- Activity:
Search the entries for the word "tight" and report each line that has it.

- Available data:
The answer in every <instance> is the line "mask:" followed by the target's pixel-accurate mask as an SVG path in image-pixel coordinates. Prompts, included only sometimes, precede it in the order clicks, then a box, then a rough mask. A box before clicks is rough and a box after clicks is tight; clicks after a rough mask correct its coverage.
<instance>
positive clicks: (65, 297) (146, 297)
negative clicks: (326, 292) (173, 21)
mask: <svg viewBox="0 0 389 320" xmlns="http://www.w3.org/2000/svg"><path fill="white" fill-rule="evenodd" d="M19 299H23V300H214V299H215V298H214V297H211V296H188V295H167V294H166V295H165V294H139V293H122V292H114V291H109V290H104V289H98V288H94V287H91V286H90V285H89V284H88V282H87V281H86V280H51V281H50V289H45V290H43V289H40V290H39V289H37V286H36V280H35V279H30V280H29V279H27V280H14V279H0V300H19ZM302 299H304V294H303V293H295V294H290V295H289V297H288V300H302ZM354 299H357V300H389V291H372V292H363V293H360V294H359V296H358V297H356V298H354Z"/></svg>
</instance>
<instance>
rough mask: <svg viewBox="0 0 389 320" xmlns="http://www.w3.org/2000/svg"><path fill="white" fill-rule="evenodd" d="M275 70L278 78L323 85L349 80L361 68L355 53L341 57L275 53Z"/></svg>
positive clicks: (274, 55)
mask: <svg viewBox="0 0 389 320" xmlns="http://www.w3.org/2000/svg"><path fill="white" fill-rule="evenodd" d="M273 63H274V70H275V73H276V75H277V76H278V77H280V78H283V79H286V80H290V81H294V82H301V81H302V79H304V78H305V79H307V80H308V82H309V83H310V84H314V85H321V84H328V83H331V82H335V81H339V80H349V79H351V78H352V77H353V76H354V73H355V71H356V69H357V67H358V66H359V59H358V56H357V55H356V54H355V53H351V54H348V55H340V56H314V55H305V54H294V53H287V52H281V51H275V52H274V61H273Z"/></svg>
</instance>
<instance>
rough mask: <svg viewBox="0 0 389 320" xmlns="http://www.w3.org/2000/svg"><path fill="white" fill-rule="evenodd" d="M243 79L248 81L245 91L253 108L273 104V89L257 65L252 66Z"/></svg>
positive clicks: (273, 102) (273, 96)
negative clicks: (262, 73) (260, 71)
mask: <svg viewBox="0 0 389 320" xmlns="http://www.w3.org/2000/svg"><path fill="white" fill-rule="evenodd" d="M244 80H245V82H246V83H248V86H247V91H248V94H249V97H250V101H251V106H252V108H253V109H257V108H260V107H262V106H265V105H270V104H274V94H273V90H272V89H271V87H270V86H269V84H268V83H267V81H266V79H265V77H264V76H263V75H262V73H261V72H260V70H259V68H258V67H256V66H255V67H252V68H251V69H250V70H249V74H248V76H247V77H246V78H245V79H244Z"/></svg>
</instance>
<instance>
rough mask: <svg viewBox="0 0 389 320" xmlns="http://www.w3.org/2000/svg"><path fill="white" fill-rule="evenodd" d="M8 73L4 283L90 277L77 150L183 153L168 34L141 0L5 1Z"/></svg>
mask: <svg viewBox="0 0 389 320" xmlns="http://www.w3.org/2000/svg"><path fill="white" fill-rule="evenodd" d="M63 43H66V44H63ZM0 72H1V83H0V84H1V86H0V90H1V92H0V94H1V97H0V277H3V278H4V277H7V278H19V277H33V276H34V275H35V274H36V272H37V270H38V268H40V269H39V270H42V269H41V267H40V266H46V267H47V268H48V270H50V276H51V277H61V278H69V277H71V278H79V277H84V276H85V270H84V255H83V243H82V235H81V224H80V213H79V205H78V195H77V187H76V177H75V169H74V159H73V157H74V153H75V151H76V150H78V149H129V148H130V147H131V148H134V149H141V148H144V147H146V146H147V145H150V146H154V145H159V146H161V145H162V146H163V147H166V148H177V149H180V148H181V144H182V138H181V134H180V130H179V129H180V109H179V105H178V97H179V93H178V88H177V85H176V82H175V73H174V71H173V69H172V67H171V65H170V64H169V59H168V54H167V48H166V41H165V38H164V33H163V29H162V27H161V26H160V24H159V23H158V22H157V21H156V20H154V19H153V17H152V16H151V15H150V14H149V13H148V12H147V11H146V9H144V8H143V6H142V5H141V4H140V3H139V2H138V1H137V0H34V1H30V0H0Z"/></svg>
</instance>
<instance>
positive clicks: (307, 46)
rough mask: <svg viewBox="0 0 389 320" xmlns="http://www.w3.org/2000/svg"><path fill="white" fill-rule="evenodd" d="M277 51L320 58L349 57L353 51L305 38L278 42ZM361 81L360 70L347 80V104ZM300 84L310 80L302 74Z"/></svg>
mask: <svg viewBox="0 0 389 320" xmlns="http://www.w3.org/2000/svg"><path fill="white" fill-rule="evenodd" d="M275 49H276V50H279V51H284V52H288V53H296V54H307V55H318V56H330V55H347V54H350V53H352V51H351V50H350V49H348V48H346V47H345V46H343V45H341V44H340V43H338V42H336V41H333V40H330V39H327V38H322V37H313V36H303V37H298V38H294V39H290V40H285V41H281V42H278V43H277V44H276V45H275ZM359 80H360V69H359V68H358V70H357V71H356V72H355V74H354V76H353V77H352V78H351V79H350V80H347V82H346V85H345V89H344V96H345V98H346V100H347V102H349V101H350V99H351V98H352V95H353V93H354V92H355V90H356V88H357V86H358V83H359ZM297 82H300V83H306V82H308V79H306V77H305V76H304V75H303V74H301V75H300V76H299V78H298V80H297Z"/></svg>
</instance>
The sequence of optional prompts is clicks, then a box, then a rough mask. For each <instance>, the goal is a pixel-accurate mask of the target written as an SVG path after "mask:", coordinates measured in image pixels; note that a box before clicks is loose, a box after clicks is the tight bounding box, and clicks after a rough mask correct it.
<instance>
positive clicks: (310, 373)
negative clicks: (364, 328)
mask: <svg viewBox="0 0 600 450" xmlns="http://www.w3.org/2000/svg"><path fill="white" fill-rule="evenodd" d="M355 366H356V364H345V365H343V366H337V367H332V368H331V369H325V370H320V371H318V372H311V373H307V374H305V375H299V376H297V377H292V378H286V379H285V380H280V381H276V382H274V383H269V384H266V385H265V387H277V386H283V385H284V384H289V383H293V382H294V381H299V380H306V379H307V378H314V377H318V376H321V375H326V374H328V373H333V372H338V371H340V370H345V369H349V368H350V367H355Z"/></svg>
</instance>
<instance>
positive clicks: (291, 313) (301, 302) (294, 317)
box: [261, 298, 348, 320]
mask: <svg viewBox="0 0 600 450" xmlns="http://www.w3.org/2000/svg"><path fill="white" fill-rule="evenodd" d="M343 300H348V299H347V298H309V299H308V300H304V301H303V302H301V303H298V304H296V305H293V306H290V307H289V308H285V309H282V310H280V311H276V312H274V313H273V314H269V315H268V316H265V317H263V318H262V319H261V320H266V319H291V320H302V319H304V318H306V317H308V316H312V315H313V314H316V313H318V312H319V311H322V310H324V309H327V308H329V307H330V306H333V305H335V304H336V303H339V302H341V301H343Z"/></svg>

- Answer below:
The answer in every <instance> is the line "mask:" followed by the target's pixel-accurate mask as an SVG path in image-pixel coordinates. Prompts, included only sometimes, precede it in the order clicks, then a box, then a rough mask. A box before clicks is rough and a box after clicks is tight; clicks after a rough mask correct its coverage.
The sequence of optional prompts is clicks, then a box, then a rough mask. For each <instance>, the goal is a pixel-accurate mask of the target written as an SVG path after "mask:", coordinates measured in image pixels; note that a box before clicks is loose, a box after clicks is the tight bounding box, and clicks after a rough mask correct it.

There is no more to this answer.